**Instruction 1:**
Reproduce word for word the part of the forum thread on TV and internet service that runs from "I switched from" up to and including "(Jul 14, 2011)".

**Excerpt provided:**
* start *

This is our setup here also almost exactly the same. 
DirecTV for our cable service (and have had almost ZERO problems in over 5 years). The one time I had a problem they were prompt in fixing it and credited my account for the inconvenience. 
Cost about $75-80/month (no HBO/Showtime/Premium stuff)
We download movies from the internet and any HBO/Showtime series programs we want to watch. Hook the laptop up to the HDMI on our TV and bam...free movies.

Comcast for internet because it's the best and have never had a problem in over 10 years with their internet. I dropped their cable service 5 years ago because I just got fed up with their HORRIBLE customer service, but the internet is so stable (I even broadcast via wireless router in my house) it rarely has any issues. When it does seem to have an issue it usually just needs to be rebooted.
$50 per month

NO home phone - cell phones only in our house (Sprint "all in" plan - $80/month)

So grand total is around *$200 per month* for unlimited cell service/data/text, cable through DirecTV, and Comcast internet.


----------



## fishingcacher (Mar 29, 2008)

I switched from SBC DSL to ATT DSL. Special rate 1.495/month for 1 yr. Better and newer modem. Only had one connecting problem so far after about 3 months of use. Direct TV is another story as sometimes during severe weather you will not be able to get a signal. Last Sunday we were at a restaurant and with the weather they had no signal the whole night.


----------



## SeaY'all (Jul 14, 2011)

* end *

**Record list:**
* start *

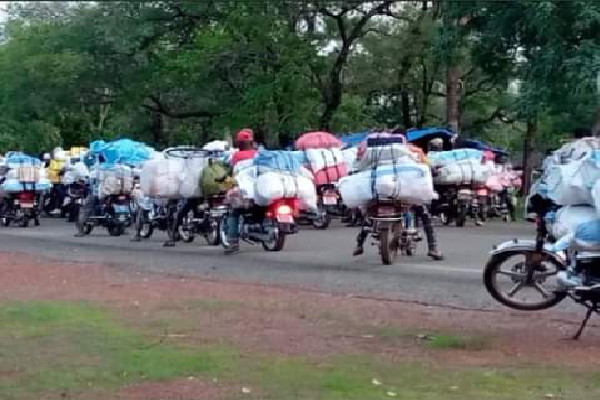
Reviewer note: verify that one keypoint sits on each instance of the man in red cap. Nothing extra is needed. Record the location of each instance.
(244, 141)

* end *
* start *

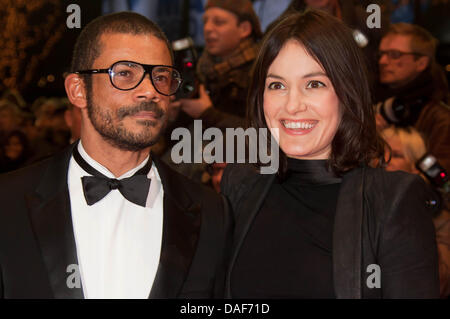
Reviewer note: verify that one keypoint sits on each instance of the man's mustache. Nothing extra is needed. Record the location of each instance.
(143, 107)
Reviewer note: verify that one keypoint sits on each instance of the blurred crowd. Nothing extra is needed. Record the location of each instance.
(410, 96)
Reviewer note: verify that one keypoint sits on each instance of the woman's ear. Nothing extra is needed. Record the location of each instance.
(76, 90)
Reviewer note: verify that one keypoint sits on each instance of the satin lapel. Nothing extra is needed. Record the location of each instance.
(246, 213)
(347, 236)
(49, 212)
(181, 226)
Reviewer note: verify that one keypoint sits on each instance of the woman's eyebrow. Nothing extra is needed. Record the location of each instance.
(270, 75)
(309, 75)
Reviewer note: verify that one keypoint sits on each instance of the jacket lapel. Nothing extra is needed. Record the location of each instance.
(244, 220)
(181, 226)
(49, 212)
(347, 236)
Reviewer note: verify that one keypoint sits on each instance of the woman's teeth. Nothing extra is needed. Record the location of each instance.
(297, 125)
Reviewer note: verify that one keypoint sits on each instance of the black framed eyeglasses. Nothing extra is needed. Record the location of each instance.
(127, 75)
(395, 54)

* end *
* start *

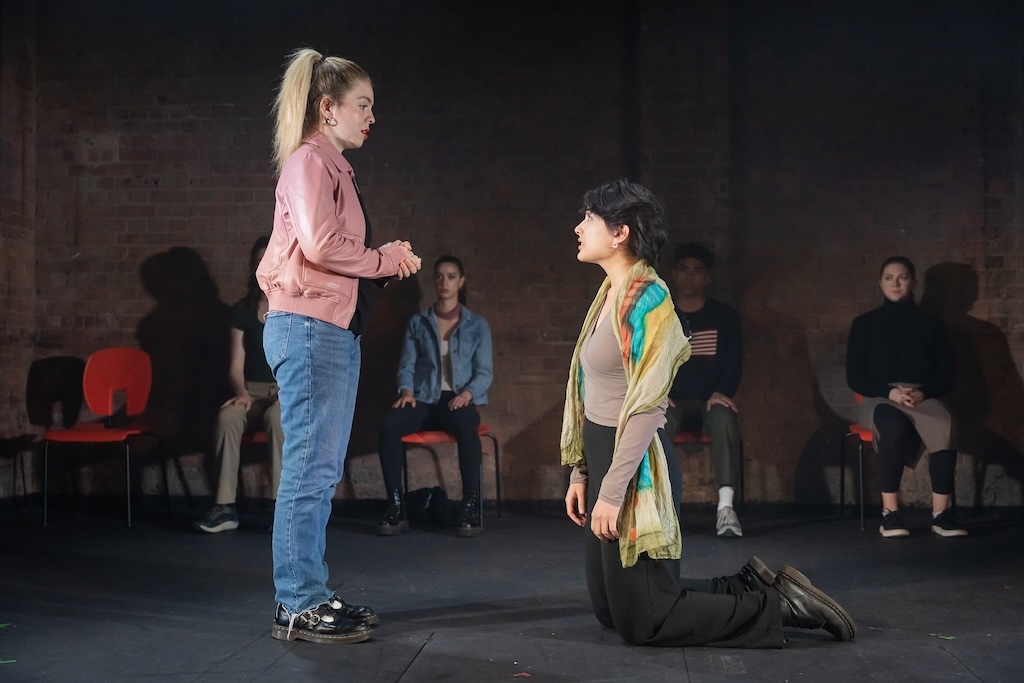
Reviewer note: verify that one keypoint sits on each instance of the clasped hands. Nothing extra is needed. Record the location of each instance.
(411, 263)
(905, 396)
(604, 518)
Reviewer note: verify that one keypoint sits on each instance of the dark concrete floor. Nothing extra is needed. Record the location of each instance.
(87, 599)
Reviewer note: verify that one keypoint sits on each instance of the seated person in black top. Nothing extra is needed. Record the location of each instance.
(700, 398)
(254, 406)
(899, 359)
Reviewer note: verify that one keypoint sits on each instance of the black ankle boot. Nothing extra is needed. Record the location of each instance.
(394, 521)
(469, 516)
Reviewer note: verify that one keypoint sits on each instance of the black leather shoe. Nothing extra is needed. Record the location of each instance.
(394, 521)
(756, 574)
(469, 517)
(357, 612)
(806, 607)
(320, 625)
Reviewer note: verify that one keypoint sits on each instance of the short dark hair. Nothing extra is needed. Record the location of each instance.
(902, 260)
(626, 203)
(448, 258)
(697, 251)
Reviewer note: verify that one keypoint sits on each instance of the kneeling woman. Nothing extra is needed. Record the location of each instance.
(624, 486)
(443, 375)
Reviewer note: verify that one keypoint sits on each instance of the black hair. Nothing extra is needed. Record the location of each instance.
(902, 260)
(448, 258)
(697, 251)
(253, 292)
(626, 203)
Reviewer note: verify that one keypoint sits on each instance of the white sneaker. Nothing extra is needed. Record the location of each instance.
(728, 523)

* end *

**Instruction 2:**
Count the lines of the records that contain the word "hair", and reply with the number alone.

**Written response 1:**
I switched from SBC DSL to ATT DSL. Special rate 1.495/month for 1 yr. Better and newer modem. Only had one connecting problem so far after about 3 months of use. Direct TV is another story as sometimes during severe weather you will not be able to get a signal. Last Sunday we were at a restaurant and with the weather they had no signal the whole night.


----------



## SeaY'all (Jul 14, 2011)

**Written response 2:**
2